■ **TEXTE DU DOCUMENT**:
....................

Illustration de la tête d'une femme avec une vue de son cerveau et des images pour les souvenirs

« Le potentiel de l'IA à générer de faux souvenirs est préoccupant »

On savait que les chatbots IA pouvaient avoir des hallucinations, on sait maintenant qu'ils peuvent aussi nous faire halluciner !

Selon une étude du MIT et de l'Université de Californie à Irvine, les IA conversationnelles peuvent engendrer la création de faux souvenirs chez les humains (évènements qui ne se sont pas produits ou qui s'écartent des évènements réels). Un constat qui soulève de vives préoccupations quant à l'utilisation de ces technologies dans des contextes sensibles, comme les enquêtes judiciaires ou les consultations cliniques.

Les chatbots IA peuvent induire de faux souvenirs

Pour tester cette hypothèse, les chercheurs ont recruté 200 participants soumis à une expérience en deux phases. Lors de la première phase, l'ensemble des participants a été invité à se glisser dans la peau de témoins oculaires en visionnant une vidéo de vidéosurveillance d'un vol à main armée. Afin de comparer l’influence des conditions de recueil des témoignages sur la formation de faux souvenirs, les participants ont ensuite été répartis en quatre groupes distincts, certains interagissant avec des chatbots, tandis que d’autres répondaient à des questionnaires.

Constat : les échanges avec le chatbot génératif « ont induit près de 3 fois plus de faux souvenirs immédiats que la méthode témoin et près de 1,7 fois plus que la méthode basée sur un questionnaire. » L'étude a également démontré la persistance de ces faux souvenirs dans le temps. En effet, réinterrogés une semaine plus tard, 36,8 % des participants ayant interagi avec le chatbot IA avaient retenu des informations erronées. « En outre, les participants conservent une confiance plus élevée dans leurs souvenirs inexacts par rapport au groupe témoin, même après une semaine », notent les auteurs.

L'impact des chatbots génératifs sur la formation des souvenirs

Plusieurs facteurs ont été identifiés comme influençant la prédisposition d'un individu aux faux souvenirs induits par l'IA. Ainsi, les utilisateurs qui étaient moins familiers avec les chatbots, mais plus familiers avec la technologie de l'IA en général, se sont révélés plus enclins à développer de faux souvenirs. Les participants qui exprimaient un intérêt plus marqué pour les enquêtes criminelles ont également fait preuve d'une vulnérabilité accrue. « Ces résultats soulignent l'interaction complexe entre la familiarité technologique, les intérêts personnels et la susceptibilité cognitive dans le contexte des interactions homme-IA », indiquent les chercheurs. L'expérience a également révélé que les risques connus de création de faux souvenirs (par exemple, un questionnement délibérément trompeur) sont aggravés lorsqu'un agent d'IA approuve et renforce l'idée fausse.

....................

■ **CONSIGNE 1**:
D'après l'article sur les faux souvenirs induits par l'IA, pourquoi les chercheurs ont-ils réparti les participants en quatre groupes distincts après le visionnage de la vidéo ? Répondez en une à trois phrases.
■ **CONSIGNE 2**:
Recopiez le passage de l'article sur les faux souvenirs induits par l'IA, en commençant par « On savait que » et en poursuivant jusqu'à « les consultations cliniques. ».

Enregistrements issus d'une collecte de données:

....................

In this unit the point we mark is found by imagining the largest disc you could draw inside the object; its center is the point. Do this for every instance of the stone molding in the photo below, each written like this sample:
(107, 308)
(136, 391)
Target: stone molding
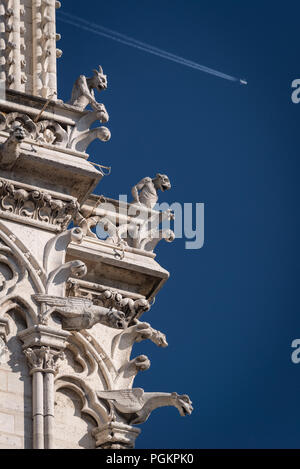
(33, 206)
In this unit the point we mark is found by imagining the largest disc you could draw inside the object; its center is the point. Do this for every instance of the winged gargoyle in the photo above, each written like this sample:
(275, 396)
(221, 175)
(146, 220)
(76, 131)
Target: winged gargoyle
(137, 405)
(80, 313)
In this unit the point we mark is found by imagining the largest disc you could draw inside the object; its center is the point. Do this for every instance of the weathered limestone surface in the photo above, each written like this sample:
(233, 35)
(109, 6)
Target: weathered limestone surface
(77, 271)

....................

■ **SOLUTION DÉTAILLÉE 1**:
Les chercheurs ont réparti les participants en quatre groupes afin de comparer l'influence des conditions de recueil des témoignages sur la formation de faux souvenirs. Certains groupes interagissaient avec des chatbots, tandis que d'autres répondaient à des questionnaires.

■ **SOLUTION DÉTAILLÉE 2**:
On savait que les chatbots IA pouvaient avoir des hallucinations, on sait maintenant qu'ils peuvent aussi nous faire halluciner !

Selon une étude du MIT et de l'Université de Californie à Irvine, les IA conversationnelles peuvent engendrer la création de faux souvenirs chez les humains (évènements qui ne se sont pas produits ou qui s'écartent des évènements réels). Un constat qui soulève de vives préoccupations quant à l'utilisation de ces technologies dans des contextes sensibles, comme les enquêtes judiciaires ou les consultations cliniques.